(Lines from a data source)
-=-=-

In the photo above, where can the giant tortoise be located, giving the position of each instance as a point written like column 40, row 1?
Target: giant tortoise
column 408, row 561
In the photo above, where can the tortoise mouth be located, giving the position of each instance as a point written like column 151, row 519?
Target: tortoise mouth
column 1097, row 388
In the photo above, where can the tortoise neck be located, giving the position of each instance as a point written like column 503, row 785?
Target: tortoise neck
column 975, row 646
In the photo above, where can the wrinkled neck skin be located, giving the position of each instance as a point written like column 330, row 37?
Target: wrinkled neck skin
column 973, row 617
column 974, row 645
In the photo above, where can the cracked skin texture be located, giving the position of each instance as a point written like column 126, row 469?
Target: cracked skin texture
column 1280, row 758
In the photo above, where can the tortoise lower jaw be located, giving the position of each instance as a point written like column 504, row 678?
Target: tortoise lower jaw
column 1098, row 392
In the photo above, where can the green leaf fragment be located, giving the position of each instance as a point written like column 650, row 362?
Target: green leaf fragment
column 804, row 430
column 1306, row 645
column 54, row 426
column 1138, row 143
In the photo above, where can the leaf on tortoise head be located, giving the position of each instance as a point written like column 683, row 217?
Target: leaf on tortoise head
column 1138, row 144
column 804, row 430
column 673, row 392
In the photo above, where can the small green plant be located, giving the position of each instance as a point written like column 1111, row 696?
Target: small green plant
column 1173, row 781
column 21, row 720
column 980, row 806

-=-=-

Rename "tortoise" to "turtle" everywhere it shows up in the lines above, and write all of them out again with nothing else changed.

→ Response to the task:
In the photo above, where can the giant turtle be located, giving the position of each instance as a point written like column 40, row 1?
Target: giant turtle
column 408, row 561
In the photo above, where can the turtle mouth be located, giving the position of each instance as a point written like column 151, row 519?
Target: turtle mouth
column 1097, row 388
In the photo above, where can the turtle neck be located, giving the position of each instance as a point written like column 503, row 785?
Target: turtle neck
column 975, row 646
In the photo above, where can the wrinkled neck skin be located, giving the position of each instance as a point written like column 330, row 37?
Target: wrinkled neck skin
column 973, row 617
column 974, row 645
In the photo above, where can the cracked skin texture be located, giving the position of each instance as a point written like column 126, row 469?
Target: cracked skin texture
column 1280, row 758
In the photo above, where can the turtle lower jaw be located, giving the position of each instance as a point written like column 504, row 678?
Target: turtle lower jaw
column 1098, row 392
In the photo above, where can the green leaf fragment be located, giving the position of each instance as a point written like column 650, row 362?
Target: green leaf fragment
column 804, row 430
column 1306, row 645
column 54, row 426
column 1138, row 143
In the photo above, where can the leaf on turtle head be located, giving the position of each instance as a point written like column 683, row 217?
Target: leaf on turtle head
column 1138, row 144
column 804, row 430
column 673, row 392
In the photo above, where can the small green plant be located, giving the position of each instance as a point written like column 1111, row 696?
Target: small green plant
column 1173, row 781
column 21, row 720
column 980, row 806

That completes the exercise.